▶ Cosa fare:
Ricopia parola per parola le righe dell'elenco, dalla prima fino alla riga che contiene "[[210, 160]]", incluse entrambe.

▶ Record del dataset:

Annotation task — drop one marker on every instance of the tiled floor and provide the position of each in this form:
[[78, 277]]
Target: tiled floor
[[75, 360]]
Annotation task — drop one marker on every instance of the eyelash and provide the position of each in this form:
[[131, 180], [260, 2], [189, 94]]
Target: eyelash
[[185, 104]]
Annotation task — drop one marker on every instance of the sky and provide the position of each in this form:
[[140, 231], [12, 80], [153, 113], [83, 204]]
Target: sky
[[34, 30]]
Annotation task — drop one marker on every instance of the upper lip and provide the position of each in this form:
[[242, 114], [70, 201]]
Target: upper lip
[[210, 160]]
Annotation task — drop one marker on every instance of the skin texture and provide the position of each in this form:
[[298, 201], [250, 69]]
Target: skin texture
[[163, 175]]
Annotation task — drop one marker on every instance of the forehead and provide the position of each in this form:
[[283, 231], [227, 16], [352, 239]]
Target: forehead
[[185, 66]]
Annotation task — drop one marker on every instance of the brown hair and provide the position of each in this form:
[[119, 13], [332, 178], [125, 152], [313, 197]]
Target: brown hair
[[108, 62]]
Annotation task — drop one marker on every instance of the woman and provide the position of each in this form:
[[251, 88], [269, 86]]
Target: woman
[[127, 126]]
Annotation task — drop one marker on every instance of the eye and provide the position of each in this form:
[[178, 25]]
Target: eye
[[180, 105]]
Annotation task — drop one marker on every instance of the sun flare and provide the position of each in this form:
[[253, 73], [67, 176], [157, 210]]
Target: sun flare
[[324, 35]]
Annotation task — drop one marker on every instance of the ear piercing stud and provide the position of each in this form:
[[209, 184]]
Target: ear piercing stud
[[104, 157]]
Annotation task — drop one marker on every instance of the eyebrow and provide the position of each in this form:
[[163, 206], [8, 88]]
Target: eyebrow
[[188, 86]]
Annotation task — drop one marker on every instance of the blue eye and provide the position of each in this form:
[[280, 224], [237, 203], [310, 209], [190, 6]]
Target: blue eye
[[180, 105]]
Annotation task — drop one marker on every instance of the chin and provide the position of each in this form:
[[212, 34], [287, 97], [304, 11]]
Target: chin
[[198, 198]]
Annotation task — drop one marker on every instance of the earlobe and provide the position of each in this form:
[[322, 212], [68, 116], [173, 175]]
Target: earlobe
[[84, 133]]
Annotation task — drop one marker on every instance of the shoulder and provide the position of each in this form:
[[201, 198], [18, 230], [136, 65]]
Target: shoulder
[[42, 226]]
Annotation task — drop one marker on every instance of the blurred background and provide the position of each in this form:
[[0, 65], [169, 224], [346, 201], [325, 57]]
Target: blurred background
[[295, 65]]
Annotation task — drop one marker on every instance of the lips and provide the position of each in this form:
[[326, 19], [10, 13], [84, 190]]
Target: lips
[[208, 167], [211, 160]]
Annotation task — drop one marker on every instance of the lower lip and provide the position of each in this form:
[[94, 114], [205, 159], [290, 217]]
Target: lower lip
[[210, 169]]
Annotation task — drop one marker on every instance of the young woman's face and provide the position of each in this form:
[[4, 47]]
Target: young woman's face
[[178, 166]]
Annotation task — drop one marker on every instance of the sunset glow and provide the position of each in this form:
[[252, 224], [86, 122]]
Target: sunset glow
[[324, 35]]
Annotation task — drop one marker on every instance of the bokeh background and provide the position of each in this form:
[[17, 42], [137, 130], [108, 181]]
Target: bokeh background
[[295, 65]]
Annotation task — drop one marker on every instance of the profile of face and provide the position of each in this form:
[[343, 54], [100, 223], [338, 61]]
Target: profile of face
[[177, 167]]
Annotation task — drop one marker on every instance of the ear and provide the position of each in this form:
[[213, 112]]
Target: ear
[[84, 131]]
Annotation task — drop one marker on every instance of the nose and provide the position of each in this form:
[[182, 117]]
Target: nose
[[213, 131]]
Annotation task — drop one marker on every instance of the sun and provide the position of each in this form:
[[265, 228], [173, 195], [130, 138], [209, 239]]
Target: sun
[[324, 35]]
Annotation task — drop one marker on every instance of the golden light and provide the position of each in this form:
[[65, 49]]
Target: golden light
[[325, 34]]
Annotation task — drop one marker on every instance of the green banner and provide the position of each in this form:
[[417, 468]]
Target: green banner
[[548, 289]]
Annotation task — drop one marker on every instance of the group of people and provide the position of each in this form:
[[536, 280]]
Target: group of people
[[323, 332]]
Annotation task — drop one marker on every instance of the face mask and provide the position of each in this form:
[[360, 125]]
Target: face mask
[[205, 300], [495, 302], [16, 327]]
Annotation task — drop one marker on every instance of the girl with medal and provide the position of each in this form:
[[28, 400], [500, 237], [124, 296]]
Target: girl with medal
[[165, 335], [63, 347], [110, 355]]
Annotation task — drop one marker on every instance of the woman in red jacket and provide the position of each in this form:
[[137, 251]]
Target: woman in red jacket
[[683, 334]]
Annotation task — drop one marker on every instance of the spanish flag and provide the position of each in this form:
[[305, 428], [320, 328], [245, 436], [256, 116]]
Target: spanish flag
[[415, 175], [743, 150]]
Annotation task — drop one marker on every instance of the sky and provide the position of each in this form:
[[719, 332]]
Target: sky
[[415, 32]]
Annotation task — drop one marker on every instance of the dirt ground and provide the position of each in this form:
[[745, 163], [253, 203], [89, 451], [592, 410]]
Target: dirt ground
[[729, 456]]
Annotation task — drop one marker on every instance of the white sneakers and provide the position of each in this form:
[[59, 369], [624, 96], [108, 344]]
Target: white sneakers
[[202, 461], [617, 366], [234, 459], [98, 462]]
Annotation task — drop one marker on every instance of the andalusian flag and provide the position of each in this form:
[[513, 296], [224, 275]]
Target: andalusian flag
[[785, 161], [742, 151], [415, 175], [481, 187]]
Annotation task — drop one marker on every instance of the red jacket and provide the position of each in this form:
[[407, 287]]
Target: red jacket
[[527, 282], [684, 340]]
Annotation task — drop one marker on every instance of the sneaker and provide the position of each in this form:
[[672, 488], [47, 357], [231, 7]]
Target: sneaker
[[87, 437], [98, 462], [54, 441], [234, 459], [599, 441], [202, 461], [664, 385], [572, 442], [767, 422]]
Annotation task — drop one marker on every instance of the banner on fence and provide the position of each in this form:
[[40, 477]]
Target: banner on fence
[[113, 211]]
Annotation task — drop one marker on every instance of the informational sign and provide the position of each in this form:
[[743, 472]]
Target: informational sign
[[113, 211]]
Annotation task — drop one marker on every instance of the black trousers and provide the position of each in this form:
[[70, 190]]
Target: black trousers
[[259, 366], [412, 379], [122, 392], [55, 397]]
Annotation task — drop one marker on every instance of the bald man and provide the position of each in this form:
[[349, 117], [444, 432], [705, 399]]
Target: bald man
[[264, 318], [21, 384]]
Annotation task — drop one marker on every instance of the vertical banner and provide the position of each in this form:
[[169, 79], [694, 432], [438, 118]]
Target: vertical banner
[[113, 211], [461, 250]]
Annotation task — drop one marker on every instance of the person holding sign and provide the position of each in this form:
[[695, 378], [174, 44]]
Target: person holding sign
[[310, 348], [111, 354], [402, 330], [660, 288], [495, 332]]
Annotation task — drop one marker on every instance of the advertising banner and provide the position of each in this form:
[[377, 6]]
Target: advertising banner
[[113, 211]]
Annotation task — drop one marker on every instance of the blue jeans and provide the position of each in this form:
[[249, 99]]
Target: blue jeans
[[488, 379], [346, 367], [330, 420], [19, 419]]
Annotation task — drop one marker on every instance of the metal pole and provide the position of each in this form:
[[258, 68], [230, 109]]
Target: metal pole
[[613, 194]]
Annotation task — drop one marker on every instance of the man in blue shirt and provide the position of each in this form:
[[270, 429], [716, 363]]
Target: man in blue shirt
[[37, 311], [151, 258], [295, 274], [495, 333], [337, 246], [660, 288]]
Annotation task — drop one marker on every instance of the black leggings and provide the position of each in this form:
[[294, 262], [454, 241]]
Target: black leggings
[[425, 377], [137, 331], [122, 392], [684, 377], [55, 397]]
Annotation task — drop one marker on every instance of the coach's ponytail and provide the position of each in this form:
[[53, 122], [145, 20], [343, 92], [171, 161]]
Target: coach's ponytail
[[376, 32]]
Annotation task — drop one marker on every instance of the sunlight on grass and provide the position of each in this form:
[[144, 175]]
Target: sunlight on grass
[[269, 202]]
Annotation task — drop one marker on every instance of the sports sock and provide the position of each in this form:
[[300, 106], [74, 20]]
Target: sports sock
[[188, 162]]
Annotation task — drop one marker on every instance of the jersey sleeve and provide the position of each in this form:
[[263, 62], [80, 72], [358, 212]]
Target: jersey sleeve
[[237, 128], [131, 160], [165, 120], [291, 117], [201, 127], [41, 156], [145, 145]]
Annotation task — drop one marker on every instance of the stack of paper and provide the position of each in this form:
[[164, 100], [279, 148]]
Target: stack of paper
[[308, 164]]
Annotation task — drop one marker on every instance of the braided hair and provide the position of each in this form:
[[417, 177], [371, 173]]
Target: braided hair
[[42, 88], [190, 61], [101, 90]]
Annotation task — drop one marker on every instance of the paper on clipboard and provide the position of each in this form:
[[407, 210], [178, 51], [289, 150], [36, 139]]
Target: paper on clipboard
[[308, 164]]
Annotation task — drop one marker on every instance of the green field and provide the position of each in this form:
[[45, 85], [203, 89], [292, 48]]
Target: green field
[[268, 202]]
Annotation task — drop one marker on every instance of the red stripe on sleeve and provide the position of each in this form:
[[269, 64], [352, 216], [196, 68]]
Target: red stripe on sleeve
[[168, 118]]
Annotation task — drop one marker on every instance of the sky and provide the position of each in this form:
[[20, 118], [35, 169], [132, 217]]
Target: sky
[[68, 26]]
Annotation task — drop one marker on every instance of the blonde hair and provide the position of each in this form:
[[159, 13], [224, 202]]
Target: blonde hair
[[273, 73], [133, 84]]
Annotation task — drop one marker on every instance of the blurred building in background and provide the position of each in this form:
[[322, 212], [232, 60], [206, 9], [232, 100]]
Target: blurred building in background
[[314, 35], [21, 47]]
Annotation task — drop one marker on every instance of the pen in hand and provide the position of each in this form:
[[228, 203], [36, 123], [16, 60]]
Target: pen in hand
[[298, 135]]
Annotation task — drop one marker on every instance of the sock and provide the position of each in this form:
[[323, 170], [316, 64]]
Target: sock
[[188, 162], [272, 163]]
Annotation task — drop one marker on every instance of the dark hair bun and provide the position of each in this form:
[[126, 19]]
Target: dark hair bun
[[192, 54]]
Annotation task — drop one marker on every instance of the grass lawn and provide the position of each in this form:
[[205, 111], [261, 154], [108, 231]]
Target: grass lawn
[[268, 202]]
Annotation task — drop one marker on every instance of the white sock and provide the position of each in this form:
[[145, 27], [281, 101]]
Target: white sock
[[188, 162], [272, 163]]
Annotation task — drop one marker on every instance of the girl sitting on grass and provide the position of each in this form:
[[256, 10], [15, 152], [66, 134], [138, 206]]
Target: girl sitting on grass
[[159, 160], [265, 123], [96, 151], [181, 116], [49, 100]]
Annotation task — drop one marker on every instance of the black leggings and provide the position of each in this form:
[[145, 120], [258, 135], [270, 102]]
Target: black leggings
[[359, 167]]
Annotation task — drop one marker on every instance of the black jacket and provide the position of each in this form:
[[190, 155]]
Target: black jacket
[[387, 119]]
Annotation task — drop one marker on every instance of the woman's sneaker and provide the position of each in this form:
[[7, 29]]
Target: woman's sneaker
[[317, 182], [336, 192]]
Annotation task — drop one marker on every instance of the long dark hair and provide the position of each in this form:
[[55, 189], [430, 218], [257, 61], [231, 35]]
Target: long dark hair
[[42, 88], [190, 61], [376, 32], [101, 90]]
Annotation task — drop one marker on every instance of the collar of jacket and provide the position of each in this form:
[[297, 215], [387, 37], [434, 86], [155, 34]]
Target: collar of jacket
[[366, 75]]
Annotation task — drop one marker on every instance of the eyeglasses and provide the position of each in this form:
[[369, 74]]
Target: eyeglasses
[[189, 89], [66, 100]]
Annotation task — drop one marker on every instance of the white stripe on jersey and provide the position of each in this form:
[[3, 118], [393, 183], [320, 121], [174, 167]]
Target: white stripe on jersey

▶ Risultato finale:
Annotation task — drop one marker on every instance of the tiled floor and provide the position of each in this form:
[[78, 277]]
Target: tiled floor
[[75, 360]]
Annotation task — drop one marker on every instance of the eyelash and provide the position of each in this form:
[[131, 180], [260, 2], [189, 94]]
Target: eyelash
[[185, 104]]
Annotation task — drop one marker on every instance of the sky and provide the position of each in this form:
[[140, 231], [12, 80], [153, 113], [83, 204]]
Target: sky
[[34, 30]]
Annotation task — drop one marker on every instance of the upper lip and provide the position of each in this form:
[[242, 114], [70, 201]]
Target: upper lip
[[210, 160]]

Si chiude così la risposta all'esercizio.